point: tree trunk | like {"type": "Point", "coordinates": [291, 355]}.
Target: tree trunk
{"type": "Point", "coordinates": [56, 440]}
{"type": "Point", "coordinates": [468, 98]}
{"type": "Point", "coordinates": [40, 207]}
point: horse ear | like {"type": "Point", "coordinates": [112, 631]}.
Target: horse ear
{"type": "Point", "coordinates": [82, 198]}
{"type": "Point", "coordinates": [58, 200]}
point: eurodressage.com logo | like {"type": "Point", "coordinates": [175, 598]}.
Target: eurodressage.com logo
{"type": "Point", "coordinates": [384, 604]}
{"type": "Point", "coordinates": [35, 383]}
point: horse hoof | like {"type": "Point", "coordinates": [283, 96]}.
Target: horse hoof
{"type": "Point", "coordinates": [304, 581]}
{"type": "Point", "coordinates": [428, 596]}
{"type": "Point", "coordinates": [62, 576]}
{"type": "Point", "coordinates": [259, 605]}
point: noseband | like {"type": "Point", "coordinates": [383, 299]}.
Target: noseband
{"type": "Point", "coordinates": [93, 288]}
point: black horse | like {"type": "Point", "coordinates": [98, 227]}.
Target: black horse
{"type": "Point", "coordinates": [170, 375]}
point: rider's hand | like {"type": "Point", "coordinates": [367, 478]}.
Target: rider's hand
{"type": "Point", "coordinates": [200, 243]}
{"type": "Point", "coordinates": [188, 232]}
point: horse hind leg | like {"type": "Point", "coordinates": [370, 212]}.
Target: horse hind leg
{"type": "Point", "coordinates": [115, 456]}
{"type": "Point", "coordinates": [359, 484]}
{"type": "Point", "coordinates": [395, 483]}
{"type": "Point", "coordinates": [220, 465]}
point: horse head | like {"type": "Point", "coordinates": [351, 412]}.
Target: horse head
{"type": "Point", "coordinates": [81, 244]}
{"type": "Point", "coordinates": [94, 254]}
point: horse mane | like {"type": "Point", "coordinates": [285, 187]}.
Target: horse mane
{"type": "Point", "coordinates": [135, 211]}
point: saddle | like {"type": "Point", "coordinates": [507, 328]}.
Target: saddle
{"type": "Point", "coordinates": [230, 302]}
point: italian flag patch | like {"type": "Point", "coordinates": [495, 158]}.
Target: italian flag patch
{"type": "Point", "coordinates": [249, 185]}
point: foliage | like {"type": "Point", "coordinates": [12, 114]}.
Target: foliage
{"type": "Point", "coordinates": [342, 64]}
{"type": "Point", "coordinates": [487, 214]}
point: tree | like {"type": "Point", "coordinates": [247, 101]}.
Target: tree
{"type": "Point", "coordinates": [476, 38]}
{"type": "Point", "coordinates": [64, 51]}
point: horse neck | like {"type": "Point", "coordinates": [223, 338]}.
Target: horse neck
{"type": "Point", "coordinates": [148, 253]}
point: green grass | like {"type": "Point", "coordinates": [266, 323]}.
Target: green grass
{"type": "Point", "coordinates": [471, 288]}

- Do this:
Format every line of the items above as a JSON list of strings, one string per line, with blank lines left out.

- Answer to the problem:
[
  "point: tree trunk | like {\"type\": \"Point\", \"coordinates\": [291, 355]}.",
  "Target: tree trunk",
  "{\"type\": \"Point\", \"coordinates\": [56, 440]}",
  "{\"type\": \"Point\", \"coordinates\": [468, 98]}",
  "{\"type\": \"Point\", \"coordinates\": [40, 207]}",
  "point: horse ear | like {\"type\": \"Point\", \"coordinates\": [112, 631]}.",
  "Target: horse ear",
  "{\"type\": \"Point\", \"coordinates\": [82, 198]}",
  "{\"type\": \"Point\", \"coordinates\": [58, 200]}",
  "point: eurodressage.com logo | like {\"type\": \"Point\", \"coordinates\": [175, 598]}.",
  "Target: eurodressage.com logo",
  "{\"type\": \"Point\", \"coordinates\": [384, 604]}",
  "{\"type\": \"Point\", \"coordinates\": [35, 383]}",
  "point: horse hoof | like {\"type\": \"Point\", \"coordinates\": [283, 96]}.",
  "Target: horse hoof",
  "{\"type\": \"Point\", \"coordinates\": [304, 581]}",
  "{\"type\": \"Point\", \"coordinates\": [428, 596]}",
  "{\"type\": \"Point\", \"coordinates\": [62, 576]}",
  "{\"type\": \"Point\", \"coordinates\": [259, 605]}",
  "point: noseband | like {\"type\": \"Point\", \"coordinates\": [383, 299]}.",
  "Target: noseband",
  "{\"type\": \"Point\", \"coordinates\": [93, 288]}",
  "point: black horse | like {\"type\": \"Point\", \"coordinates\": [98, 227]}.",
  "Target: black horse",
  "{\"type\": \"Point\", \"coordinates\": [170, 375]}",
  "point: rider's hand | like {\"type\": \"Point\", \"coordinates\": [367, 478]}.",
  "Target: rider's hand",
  "{\"type\": \"Point\", \"coordinates\": [200, 243]}",
  "{\"type\": \"Point\", \"coordinates\": [188, 232]}",
  "point: horse hind leg | like {\"type\": \"Point\", \"coordinates\": [370, 212]}.",
  "Target: horse hind leg",
  "{\"type\": \"Point\", \"coordinates\": [115, 456]}",
  "{\"type\": \"Point\", \"coordinates\": [359, 484]}",
  "{\"type\": \"Point\", \"coordinates\": [395, 483]}",
  "{\"type\": \"Point\", \"coordinates\": [220, 465]}",
  "point: horse head | like {\"type\": \"Point\", \"coordinates\": [351, 412]}.",
  "Target: horse head",
  "{\"type\": \"Point\", \"coordinates\": [81, 244]}",
  "{\"type\": \"Point\", \"coordinates\": [94, 254]}",
  "point: horse mane | like {\"type\": \"Point\", \"coordinates\": [285, 187]}.",
  "Target: horse mane",
  "{\"type\": \"Point\", \"coordinates\": [135, 211]}",
  "point: saddle | like {\"type\": \"Point\", \"coordinates\": [507, 328]}.",
  "Target: saddle",
  "{\"type\": \"Point\", \"coordinates\": [230, 302]}",
  "point: italian flag patch | like {\"type\": \"Point\", \"coordinates\": [495, 158]}.",
  "Target: italian flag patch",
  "{\"type\": \"Point\", \"coordinates\": [249, 185]}",
  "point: foliage | like {\"type\": \"Point\", \"coordinates\": [12, 114]}.",
  "Target: foliage",
  "{\"type\": \"Point\", \"coordinates\": [342, 64]}",
  "{\"type\": \"Point\", \"coordinates\": [487, 214]}",
  "point: tree | like {\"type\": \"Point\", \"coordinates\": [247, 101]}.",
  "Target: tree",
  "{\"type\": \"Point\", \"coordinates\": [476, 38]}",
  "{\"type\": \"Point\", \"coordinates\": [64, 51]}",
  "point: horse neck | like {\"type\": \"Point\", \"coordinates\": [223, 338]}.",
  "Target: horse neck",
  "{\"type\": \"Point\", \"coordinates\": [148, 253]}",
  "point: green grass | like {\"type\": \"Point\", \"coordinates\": [266, 323]}.",
  "Target: green grass",
  "{\"type\": \"Point\", \"coordinates\": [471, 288]}"
]